## Auszuführende Aufgaben:
1) An welchem Datum sagte Franziskus laut dem Interview über die Kirche in der Corona-Pandemie, die Pandemie sei keine Strafe Gottes?
2) Entnimm dem Interview über die Kirche in der Corona-Pandemie wortgetreu alles von „In früheren Jahrhunderten“ bis hinunter zu „im Stich gelassen?“.
3) Führe das Interview über die Kirche in der Corona-Pandemie im Anschluss an seinen letzten Satz fort.

## Textabschnitt:

════════════════

In früheren Jahrhunderten waren die Kirchen in Krisenzeiten voll, in der Corona-Pandemie waren sie leer. Das ist ja auch eine Frage, mit der Sie sich in Ihrem neuen Buch beschäftigen: Hat die katholische Kirche die Menschen im Stich gelassen?
In der Corona-Pandemie hat die katholische Kirche eben nicht wie manche extremistischen religiösen Bewegungen eine Ausnahme für sich verlangt. Franziskus hat entschieden, den Wissenschaftlern und Gesundheitspolitikern zu folgen. Vergessen wir nicht, es gab ein Manifest konservativer Kirchenleute um Kardinal Ludwig Gerhard Müller und den Erzbischof Carlo Maria Viganò, der ja schon einmal den Rücktritt des Papstes gefordert hat. Diese Leuten hielten Corona für eine Manipulation, um der Kirche die Freiheit zu nehmen. Der Papst hat dagegen einen verantwortungsvollen Kurs gewählt. Und zugleich hat die Kirche den Menschen in der Kirche konkret beigestanden. Zentral war Franziskus“ Aussage am 27. März 2020: Diese Pandemie ist keine Strafe Gottes, sondern wir müssen selbst beurteilen, was wir tun wollen, welche Gesellschaft wir aufbauen wollen, sagte er bei dem historischen Gebetsmoment im leeren Petersdom. Er hat als weltweit einzige politische Autorität zu einer nachhaltigen Entwicklung aufgerufen und dazu, eine Gesellschaft zu bilden, in der niemand am Rande steht.
Im Dezember wird Franziskus 85, und immer wieder gibt es Spekulationen um einen Papst-Rücktritt. Wie realistisch sind die?

════════════════

## Bereitgestellte Daten:
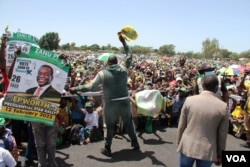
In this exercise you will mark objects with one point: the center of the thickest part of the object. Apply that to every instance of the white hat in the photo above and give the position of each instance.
(178, 79)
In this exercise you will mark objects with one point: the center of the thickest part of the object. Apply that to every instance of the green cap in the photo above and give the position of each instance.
(89, 104)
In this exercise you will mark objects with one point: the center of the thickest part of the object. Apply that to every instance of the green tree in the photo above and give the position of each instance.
(168, 50)
(94, 47)
(210, 48)
(50, 41)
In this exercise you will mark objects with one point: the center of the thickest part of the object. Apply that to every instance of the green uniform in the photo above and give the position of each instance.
(116, 97)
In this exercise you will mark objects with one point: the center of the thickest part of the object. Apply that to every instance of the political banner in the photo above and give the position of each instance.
(36, 85)
(16, 39)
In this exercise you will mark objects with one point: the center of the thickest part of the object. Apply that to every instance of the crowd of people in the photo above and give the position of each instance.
(119, 79)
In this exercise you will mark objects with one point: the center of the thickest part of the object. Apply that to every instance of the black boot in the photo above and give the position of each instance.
(106, 151)
(135, 145)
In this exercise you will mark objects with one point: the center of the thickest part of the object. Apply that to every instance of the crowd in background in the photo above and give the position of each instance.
(175, 77)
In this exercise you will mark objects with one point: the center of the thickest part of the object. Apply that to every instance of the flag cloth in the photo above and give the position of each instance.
(149, 102)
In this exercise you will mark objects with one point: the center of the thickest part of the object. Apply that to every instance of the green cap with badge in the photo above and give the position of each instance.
(89, 104)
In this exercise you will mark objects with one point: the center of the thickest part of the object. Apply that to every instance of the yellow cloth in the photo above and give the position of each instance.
(248, 107)
(247, 84)
(237, 112)
(128, 33)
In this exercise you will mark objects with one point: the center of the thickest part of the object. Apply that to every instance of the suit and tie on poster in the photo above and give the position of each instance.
(35, 87)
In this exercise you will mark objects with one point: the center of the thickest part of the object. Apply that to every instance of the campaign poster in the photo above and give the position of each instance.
(16, 39)
(36, 85)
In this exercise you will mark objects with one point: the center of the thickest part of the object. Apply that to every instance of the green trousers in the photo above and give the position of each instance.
(112, 111)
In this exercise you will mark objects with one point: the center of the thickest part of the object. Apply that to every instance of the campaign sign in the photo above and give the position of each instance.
(16, 39)
(36, 85)
(235, 158)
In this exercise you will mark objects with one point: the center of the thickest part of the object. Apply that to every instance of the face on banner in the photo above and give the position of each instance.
(35, 87)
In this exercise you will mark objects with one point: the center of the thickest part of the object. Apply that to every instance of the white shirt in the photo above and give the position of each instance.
(6, 159)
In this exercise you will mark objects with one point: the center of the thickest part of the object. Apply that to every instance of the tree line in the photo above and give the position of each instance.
(210, 48)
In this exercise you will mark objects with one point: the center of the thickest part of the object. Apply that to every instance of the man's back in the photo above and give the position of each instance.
(203, 126)
(115, 82)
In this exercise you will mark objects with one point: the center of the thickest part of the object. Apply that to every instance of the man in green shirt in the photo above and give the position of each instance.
(116, 97)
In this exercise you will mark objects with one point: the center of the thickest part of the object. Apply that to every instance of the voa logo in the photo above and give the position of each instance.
(236, 158)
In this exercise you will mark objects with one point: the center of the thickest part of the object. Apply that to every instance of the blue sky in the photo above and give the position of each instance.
(183, 23)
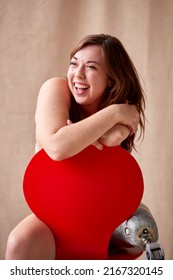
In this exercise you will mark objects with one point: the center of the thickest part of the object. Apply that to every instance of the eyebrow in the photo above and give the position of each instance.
(89, 61)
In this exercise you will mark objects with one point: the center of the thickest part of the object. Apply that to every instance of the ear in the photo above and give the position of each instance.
(110, 82)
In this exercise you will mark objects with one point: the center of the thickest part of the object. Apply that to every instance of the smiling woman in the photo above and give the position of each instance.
(101, 103)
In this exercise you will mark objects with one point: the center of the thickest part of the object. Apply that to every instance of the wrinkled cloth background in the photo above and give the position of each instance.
(35, 42)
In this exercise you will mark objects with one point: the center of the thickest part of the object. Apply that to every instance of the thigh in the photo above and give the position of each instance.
(32, 239)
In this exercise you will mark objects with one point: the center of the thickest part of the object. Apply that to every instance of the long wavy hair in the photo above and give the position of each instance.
(124, 80)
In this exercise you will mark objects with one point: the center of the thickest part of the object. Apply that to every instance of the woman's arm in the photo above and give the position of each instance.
(60, 140)
(115, 136)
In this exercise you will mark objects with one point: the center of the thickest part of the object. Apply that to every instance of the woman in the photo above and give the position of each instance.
(100, 103)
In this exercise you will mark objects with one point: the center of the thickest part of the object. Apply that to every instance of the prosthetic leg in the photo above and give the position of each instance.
(139, 233)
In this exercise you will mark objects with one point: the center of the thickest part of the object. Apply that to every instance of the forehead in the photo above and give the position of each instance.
(91, 53)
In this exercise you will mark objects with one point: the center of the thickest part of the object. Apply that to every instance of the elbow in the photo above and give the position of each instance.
(56, 155)
(112, 141)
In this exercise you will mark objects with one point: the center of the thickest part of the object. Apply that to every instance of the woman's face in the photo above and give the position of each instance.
(87, 77)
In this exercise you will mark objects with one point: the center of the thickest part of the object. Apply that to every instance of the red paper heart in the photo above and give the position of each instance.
(84, 198)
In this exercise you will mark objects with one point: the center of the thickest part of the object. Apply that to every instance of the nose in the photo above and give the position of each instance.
(79, 73)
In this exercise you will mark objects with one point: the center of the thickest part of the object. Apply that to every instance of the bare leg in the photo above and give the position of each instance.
(31, 239)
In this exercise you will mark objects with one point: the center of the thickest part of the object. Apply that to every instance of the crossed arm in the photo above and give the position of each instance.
(109, 126)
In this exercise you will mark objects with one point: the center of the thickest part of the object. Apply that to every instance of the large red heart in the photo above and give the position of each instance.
(84, 198)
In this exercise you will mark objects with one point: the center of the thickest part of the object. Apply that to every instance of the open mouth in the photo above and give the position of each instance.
(80, 88)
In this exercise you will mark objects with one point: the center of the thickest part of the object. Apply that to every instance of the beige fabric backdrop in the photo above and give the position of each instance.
(35, 41)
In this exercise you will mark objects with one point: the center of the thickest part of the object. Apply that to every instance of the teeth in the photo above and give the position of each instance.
(80, 86)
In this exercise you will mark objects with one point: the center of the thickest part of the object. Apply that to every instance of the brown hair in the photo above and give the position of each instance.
(124, 80)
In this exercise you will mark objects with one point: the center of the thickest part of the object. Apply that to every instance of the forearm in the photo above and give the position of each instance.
(115, 136)
(71, 139)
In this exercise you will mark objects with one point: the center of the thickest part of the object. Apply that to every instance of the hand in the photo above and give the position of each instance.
(97, 144)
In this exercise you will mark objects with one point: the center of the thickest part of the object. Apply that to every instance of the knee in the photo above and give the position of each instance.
(13, 247)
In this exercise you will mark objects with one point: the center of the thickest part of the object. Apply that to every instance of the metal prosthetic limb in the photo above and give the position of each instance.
(139, 231)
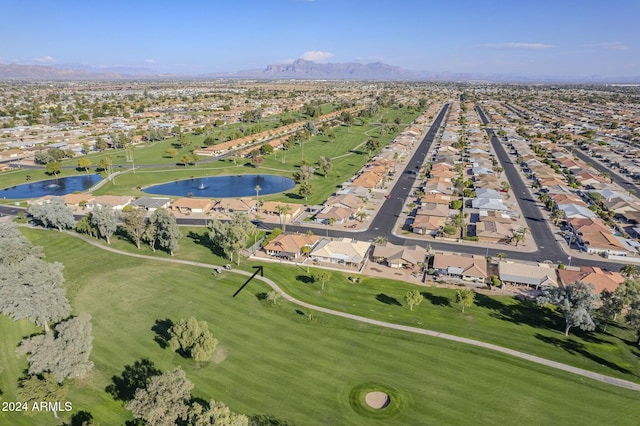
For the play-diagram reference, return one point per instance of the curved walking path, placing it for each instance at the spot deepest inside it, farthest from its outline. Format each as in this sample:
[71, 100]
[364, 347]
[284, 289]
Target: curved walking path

════════════════

## Antworten je Aufgabe:
1) Am 27. März 2020.

2)
In früheren Jahrhunderten waren die Kirchen in Krisenzeiten voll, in der Corona-Pandemie waren sie leer. Das ist ja auch eine Frage, mit der Sie sich in Ihrem neuen Buch beschäftigen: Hat die katholische Kirche die Menschen im Stich gelassen?

3)
Der Papst hatte am Anfang selbst die Idee, dass er nach vier oder fünf Jahren zurücktritt. Aber alle Reformanhänger haben ihn gebeten, das nicht zu tun. Heute ist der Papst entschlossen, bis zum Ende auf seinem Posten zu bleiben. Er würde nur zurücktreten, wenn er so schwer krank wäre, dass er sein Amt nicht mehr ausführen kann. Und niemand im Vatikan wünscht sich drei Päpste auf einmal, einen regierenden und zwei zurückgetretene.
Zurzeit haben wir ja schon zwei Päpste – wie kommt Franziskus mit dieser Situation zurecht?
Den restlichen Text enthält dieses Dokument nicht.